■ RECORDS FOR THE EXERCISE:
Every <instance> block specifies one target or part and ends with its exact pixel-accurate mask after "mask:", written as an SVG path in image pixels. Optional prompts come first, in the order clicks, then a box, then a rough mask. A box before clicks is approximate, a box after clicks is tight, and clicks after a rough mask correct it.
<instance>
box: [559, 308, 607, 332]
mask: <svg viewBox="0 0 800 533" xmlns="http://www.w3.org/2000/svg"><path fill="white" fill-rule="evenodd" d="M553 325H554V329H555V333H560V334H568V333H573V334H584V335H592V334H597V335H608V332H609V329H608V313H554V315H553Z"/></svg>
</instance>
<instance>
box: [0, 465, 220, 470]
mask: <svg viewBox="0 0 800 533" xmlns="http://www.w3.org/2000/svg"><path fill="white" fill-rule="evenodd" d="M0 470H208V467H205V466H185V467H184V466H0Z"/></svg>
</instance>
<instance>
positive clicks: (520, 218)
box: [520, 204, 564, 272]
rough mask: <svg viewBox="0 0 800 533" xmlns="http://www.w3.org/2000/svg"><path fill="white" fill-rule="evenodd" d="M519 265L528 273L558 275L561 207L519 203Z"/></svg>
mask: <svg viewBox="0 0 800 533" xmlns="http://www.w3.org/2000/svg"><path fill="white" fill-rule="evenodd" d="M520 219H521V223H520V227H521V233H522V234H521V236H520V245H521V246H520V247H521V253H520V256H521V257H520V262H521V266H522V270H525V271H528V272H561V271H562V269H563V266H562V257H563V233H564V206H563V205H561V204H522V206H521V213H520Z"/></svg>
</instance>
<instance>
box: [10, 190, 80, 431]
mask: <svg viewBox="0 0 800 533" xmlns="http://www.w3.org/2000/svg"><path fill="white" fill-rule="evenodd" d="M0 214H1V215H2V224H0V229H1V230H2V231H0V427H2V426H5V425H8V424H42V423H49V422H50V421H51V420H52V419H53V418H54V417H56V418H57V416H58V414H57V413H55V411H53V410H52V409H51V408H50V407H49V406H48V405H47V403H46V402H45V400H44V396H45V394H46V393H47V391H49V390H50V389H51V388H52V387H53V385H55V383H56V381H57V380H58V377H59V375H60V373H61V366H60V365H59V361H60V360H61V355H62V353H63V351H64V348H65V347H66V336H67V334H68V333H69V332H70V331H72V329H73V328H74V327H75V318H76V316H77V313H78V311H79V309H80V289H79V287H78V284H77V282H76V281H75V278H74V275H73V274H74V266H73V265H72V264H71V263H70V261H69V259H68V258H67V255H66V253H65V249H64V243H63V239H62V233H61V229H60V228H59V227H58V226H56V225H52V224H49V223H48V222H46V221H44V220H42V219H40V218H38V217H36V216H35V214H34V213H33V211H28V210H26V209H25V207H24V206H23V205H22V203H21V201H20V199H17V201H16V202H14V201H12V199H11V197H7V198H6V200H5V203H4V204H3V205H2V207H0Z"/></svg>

■ TASK DESCRIPTION:
Looking over the entries above, how many lines contain the string "clicks"? State the number and nothing else.

■ RESPONSE TO THIS EXERCISE:
2